§ THE TASK
Extract every line below that contains the string "light", matching case exactly.

[Lines from a pointing dataset]
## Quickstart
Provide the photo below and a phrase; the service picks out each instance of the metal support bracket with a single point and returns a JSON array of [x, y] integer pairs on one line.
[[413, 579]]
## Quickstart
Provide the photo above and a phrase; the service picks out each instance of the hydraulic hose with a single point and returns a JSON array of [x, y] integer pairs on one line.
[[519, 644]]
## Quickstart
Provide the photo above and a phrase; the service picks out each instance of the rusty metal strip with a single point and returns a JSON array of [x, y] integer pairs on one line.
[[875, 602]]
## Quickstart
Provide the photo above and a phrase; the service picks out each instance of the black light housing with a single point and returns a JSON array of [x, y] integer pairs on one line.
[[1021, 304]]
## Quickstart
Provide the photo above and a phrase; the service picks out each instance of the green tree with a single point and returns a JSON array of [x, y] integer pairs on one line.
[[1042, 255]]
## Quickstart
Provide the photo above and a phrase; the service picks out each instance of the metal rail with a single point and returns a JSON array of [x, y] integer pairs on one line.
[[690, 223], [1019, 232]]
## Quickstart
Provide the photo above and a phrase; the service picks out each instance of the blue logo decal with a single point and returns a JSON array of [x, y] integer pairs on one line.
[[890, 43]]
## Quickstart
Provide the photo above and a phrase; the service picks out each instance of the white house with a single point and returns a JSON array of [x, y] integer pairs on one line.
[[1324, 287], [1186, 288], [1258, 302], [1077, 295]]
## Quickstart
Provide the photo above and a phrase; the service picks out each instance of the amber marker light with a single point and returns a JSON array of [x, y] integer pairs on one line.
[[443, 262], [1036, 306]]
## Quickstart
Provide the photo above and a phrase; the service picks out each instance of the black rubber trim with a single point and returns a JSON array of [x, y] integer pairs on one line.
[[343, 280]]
...
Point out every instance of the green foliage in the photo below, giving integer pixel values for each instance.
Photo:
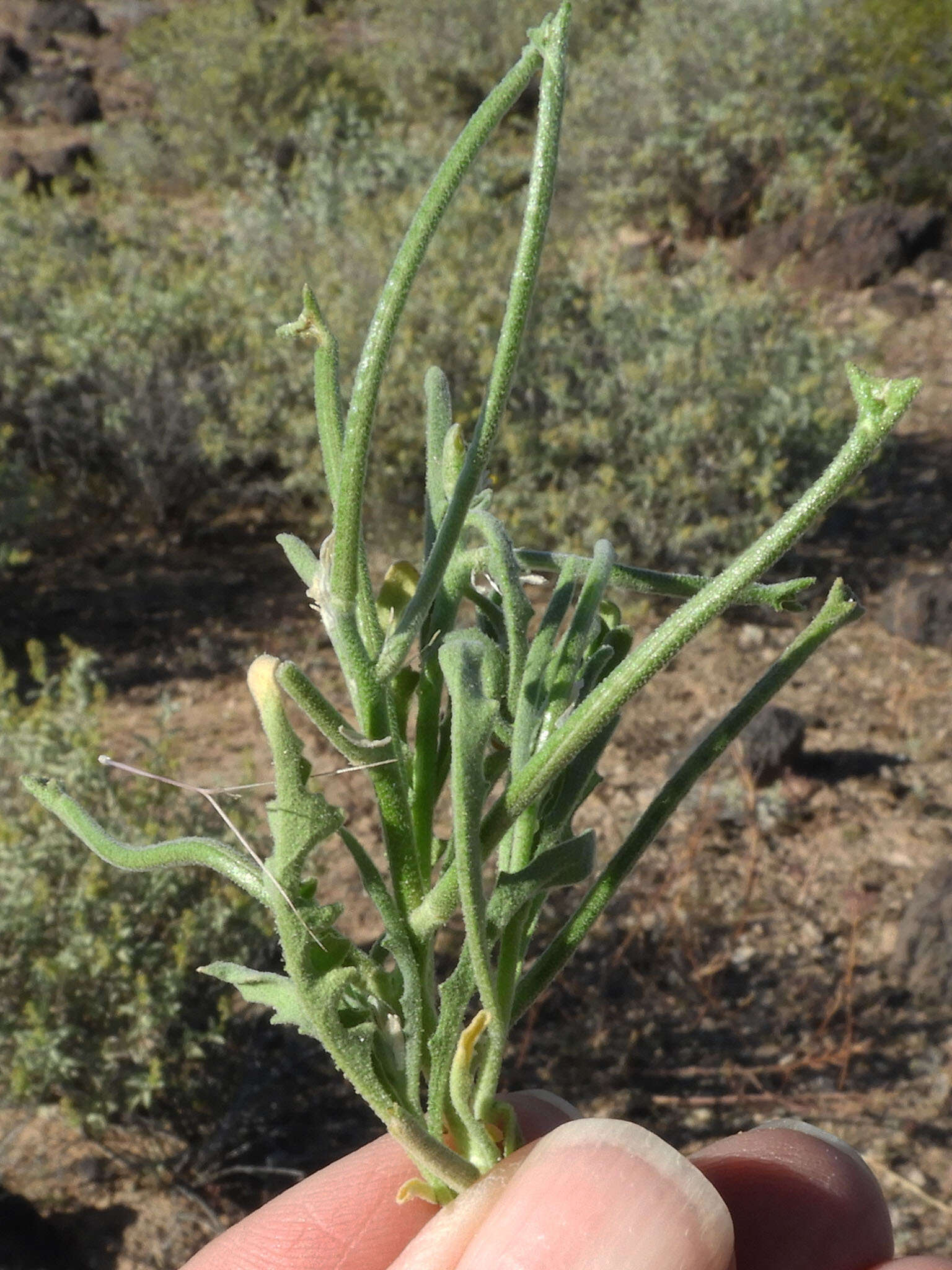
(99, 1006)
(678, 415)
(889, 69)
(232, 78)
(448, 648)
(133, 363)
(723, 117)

§ TASK OUTPUT
Provide the photo above and a phrase; the service picks out each instance of the black light housing with a single point and returns a JSON array of [x, y] integer pairs on one line.
Provide the photo above and a phrase; the service picks out each instance of the amber marker light with a single point and returns a JSON array of [x, y] integer pairs on one line.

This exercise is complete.